Source document:
....
Single thread performance is more important in older titles and it's heavily leveraged in games like Civilization. The 5800X3D is slower in single threading then the 5600X, 5800X and the 5900X (all of which I have or had). My 13900K is 44% faster than my 5900X Overclocked in all aspects.

The 5800X3D shines in 1080P acceleration, where you really don't need any more FPS unless you are playing a competitive shooter. It loses ground at 1440P and is effectively a waste of money if you're planning on playing games at 4K. The 13900K beats the 5800X3D to DEATH in 4K. Anywhere from 10-20+ FPS faster.

I dwell almost exclusively in the 4K spectrum. I also do tend to use a lot of stuff that is single thread sensitive.

So, you purchase what you need based on your use case.

In my opinion, the only processor that was a shift up from the 5600X is my 5900X, the difference between the 5600 and 5800 is essentially indistinguishable since most games barely leverage it's 6 cores / 12 threads. The 5800X3D is a great CPU if you want to bolster the longevity of the AMD X3-500 platform. It's a great gaming CPU but it's not perfect for everyone. People can squak all they want about how damn good it (5800X3D) is but a 5900X is either faster or within 1-5 FPS in almost all titles. The 5900X is a better value to anyone with is a content creator / needs productivity speed.
....
Data entries:
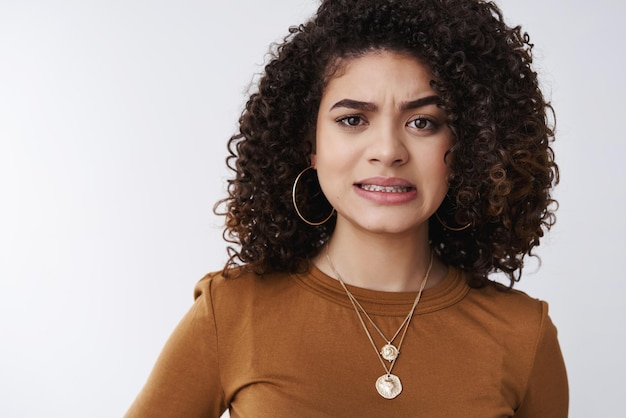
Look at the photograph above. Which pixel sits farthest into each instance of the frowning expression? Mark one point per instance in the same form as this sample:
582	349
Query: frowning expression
380	145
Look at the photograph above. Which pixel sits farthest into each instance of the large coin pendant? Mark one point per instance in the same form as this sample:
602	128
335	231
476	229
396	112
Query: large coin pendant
389	352
388	386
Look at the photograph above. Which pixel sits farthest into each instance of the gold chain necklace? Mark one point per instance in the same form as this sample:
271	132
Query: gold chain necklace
387	385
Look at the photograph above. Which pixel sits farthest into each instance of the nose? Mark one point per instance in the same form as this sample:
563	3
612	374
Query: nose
387	146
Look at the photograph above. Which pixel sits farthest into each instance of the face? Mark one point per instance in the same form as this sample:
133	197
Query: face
380	144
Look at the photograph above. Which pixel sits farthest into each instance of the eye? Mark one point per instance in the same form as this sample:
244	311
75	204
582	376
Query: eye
351	121
422	123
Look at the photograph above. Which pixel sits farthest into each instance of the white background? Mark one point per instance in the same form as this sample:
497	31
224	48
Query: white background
114	117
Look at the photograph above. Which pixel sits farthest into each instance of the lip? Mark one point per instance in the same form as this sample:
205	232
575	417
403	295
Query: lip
387	197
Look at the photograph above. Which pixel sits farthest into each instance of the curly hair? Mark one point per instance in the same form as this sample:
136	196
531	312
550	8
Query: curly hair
502	166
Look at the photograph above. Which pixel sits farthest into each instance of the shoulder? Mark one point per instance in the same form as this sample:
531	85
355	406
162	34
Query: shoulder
244	290
240	282
516	304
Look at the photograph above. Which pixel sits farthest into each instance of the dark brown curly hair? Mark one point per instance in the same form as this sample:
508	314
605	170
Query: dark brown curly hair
502	166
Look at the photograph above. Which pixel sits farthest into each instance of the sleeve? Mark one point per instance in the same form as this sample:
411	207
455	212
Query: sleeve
547	393
185	381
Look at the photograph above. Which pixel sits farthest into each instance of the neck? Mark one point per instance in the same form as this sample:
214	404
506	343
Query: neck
382	262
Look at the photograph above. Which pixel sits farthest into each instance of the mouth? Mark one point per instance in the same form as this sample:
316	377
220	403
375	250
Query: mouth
384	189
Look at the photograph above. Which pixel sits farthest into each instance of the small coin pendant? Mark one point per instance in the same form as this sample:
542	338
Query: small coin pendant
389	352
388	386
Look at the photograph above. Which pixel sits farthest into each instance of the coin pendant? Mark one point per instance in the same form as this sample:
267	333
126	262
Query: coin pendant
388	386
389	352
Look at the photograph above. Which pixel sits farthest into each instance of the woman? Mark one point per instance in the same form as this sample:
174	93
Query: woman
423	125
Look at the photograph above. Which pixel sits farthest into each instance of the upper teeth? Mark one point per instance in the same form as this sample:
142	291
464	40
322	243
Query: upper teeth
386	189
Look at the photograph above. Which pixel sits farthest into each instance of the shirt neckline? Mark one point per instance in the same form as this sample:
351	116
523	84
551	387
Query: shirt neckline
451	290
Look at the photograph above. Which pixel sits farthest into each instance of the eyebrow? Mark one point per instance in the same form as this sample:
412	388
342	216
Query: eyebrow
371	107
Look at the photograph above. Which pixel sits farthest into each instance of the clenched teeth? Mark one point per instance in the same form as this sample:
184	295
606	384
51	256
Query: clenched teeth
384	189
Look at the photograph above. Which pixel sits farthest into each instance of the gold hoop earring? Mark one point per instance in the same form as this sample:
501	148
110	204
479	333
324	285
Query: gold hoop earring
295	205
449	227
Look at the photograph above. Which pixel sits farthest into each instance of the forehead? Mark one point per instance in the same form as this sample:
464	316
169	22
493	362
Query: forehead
379	70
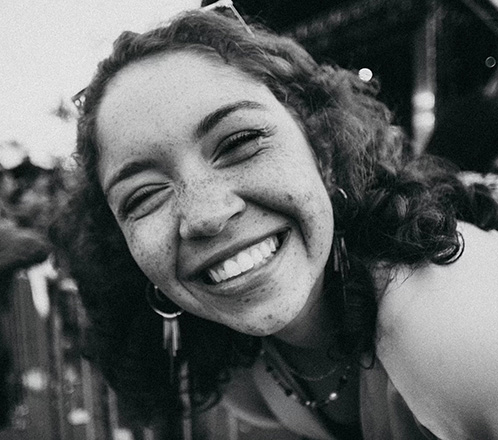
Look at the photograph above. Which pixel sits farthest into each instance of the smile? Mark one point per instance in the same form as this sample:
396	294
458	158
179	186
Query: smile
248	259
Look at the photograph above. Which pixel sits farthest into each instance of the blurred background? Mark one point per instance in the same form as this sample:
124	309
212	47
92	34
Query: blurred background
436	62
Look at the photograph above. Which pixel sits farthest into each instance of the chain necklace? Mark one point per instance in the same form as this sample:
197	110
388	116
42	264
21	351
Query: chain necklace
283	374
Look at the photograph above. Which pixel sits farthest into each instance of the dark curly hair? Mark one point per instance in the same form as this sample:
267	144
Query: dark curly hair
399	209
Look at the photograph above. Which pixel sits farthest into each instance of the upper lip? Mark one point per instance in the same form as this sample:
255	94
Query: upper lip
225	252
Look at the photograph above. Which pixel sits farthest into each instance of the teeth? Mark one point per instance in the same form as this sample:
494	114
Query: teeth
244	261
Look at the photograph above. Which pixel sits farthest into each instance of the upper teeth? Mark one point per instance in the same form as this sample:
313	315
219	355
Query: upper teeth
244	260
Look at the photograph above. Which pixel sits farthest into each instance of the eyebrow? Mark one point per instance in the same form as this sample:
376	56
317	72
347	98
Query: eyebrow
214	118
203	128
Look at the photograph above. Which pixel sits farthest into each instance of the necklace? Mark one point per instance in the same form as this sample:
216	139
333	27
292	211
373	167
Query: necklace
283	374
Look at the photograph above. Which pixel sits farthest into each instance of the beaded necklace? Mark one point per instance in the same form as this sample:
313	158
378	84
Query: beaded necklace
285	377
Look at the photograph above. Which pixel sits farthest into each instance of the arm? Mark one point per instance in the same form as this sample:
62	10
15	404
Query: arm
438	340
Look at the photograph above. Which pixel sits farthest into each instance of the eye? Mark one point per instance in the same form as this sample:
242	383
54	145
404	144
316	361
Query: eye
143	201
240	146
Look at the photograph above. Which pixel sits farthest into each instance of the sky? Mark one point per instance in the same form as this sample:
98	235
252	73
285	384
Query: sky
49	50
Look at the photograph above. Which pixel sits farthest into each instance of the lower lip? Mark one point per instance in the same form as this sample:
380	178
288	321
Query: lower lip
248	282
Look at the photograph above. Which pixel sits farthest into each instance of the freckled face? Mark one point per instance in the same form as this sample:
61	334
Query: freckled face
216	190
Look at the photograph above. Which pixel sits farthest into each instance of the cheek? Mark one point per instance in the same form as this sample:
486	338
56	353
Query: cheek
153	248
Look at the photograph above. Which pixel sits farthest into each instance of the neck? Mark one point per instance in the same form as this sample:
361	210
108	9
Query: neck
311	330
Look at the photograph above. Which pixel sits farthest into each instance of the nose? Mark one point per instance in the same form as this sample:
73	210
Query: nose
206	207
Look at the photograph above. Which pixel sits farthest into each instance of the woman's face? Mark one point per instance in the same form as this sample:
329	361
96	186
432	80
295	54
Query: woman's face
216	190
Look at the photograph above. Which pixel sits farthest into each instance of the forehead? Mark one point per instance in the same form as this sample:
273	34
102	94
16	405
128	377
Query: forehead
173	81
159	101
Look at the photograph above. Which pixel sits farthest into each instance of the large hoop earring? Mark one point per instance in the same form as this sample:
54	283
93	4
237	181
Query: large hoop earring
179	368
171	327
340	253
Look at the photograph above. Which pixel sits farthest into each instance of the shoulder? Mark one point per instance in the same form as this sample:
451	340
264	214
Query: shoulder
438	339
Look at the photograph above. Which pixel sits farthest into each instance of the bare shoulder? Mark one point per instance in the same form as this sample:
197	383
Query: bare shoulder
438	339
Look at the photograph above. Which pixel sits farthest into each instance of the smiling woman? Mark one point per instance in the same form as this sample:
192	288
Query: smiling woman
284	230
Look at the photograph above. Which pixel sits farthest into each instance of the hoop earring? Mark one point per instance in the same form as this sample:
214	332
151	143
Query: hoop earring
179	368
340	253
171	327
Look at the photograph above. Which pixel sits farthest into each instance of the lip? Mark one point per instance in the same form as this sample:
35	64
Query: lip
197	273
249	279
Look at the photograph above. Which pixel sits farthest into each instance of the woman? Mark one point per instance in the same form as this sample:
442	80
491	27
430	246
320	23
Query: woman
350	287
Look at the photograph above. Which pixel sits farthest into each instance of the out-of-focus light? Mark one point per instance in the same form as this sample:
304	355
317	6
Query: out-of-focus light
424	120
35	380
424	100
490	62
365	74
78	416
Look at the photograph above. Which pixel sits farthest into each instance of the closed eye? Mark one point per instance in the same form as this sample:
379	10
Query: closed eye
240	146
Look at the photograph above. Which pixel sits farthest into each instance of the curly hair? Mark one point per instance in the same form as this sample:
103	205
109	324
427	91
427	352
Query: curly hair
399	209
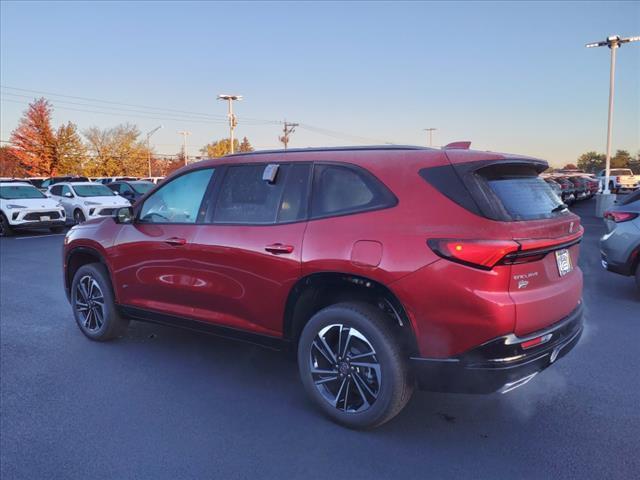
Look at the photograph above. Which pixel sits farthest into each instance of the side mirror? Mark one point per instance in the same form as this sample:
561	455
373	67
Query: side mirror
124	215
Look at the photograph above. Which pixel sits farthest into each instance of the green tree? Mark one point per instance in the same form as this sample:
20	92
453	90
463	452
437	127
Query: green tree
591	162
70	152
116	151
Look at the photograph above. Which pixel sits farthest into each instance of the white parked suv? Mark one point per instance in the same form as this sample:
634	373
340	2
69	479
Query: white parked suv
23	206
620	179
86	200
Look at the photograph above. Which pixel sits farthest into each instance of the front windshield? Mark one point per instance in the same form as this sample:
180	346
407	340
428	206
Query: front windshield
142	187
12	192
93	191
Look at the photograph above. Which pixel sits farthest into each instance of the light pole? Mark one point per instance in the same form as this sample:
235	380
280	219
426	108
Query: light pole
288	129
430	130
613	42
185	134
149	146
233	121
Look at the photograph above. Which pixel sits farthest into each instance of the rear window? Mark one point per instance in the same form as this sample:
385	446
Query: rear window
93	191
13	192
142	187
632	197
620	171
498	190
525	197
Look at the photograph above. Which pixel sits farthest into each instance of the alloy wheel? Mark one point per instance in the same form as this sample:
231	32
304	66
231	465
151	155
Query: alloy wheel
345	368
89	303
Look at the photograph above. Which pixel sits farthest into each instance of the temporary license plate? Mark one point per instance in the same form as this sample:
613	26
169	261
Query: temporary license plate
563	259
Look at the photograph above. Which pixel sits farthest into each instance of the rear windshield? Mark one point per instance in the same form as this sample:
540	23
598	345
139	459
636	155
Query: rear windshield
93	191
627	199
526	197
13	192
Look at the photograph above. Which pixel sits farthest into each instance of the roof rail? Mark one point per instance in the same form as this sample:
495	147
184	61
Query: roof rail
457	146
333	149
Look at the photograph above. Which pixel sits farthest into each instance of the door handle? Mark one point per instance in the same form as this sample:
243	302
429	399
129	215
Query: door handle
178	242
279	248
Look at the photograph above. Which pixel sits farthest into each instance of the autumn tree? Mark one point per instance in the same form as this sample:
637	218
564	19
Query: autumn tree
591	162
10	165
621	159
245	146
70	152
220	148
34	140
116	151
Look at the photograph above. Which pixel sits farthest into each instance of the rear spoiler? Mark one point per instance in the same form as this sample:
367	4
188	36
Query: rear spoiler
457	146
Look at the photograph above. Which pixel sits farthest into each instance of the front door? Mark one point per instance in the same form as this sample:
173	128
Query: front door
247	255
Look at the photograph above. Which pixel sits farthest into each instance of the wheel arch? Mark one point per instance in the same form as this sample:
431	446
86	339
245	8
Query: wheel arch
319	290
76	258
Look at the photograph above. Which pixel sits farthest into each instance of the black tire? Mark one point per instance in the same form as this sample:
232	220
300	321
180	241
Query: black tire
78	216
5	227
112	325
390	381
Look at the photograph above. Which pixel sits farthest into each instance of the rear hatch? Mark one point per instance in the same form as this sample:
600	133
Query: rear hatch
545	281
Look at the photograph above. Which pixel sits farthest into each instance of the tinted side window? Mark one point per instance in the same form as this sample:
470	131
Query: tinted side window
179	200
246	198
339	190
295	199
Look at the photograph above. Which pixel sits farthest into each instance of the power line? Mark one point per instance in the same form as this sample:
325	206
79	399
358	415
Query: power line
288	129
195	117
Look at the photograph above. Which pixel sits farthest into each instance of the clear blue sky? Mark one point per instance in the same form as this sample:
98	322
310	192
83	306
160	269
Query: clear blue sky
508	76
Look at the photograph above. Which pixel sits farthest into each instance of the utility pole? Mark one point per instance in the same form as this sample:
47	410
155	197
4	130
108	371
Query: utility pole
288	129
149	146
233	121
430	131
185	134
613	42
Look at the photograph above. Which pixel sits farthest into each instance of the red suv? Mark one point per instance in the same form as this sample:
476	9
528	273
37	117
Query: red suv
382	267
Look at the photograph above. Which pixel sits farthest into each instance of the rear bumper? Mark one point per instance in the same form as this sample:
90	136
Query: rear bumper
500	364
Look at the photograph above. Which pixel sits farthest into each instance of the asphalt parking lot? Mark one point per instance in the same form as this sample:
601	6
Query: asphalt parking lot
164	403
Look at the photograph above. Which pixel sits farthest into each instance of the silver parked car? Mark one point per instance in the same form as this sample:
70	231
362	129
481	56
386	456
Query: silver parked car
620	246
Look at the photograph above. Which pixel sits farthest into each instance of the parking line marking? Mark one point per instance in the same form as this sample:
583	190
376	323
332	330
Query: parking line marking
40	236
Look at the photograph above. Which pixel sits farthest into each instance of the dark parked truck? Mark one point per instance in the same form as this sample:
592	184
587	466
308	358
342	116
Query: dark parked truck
383	268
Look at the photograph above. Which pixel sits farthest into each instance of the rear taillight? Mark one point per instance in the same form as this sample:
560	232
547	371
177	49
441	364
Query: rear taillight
620	217
484	254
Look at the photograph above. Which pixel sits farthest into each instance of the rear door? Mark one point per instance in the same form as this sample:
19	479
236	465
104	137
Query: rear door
248	252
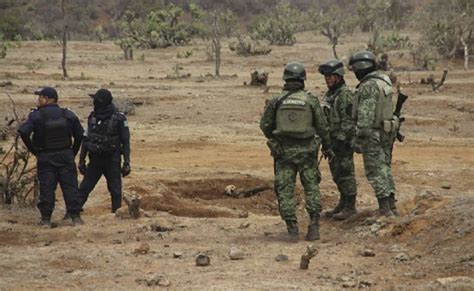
....
Task set:
1. In the CPU comparison post, how much faster is the 13900K than the overclocked 5900X?
2. Continue the CPU comparison post above from its final sentence, keeping the same voice.

Answers for the exercise:
1. It is 44% faster in all aspects.

2.
13th Gen is arguably a much better processor than the AMD lineup in 5000 and 7000 series with the AMD processors taking certain wins here and there. The 7000 Series is a productivity beast.

I have encountered anomalous issues with programs and AMD's architecture since the my Ryzen 1700. The processors either run certain programs like dogshit or they cause the programs to crash at the worst possible times. I haven't experienced any of those issues on the myriad of my Intel platforms. Maybe this is because most programs are compiled with Intel Optimization in mind... maybe not. But My Affinity Suite of Publishing, Photo and Designer applications have all crashed randomly while using various AMD processors for the past 3-4 years now. Serif Page Plus X9 is rock solid on Intel and runs like ass on AMD. It will all come down to what you do with your computer.

Personally, I think it's almost embarrassing that AMD on 5nm can't even pull out a clear win against Intel at 10nm.

Up until I got burned twice on the 7000 Series platform I was AMD's biggest fanboy. I tried the 13900K out for a test drive and I sold my soul to team Blue.... Holy Shit! So much easier to use, to set up and just blew me out of the water.

If you're on the (AMD) platform and you are trying to save money, the 5600X is fine processor. It performs the same as a 5800X in Cyberpunk (initially there was a bug where it performed worse but that was fixed).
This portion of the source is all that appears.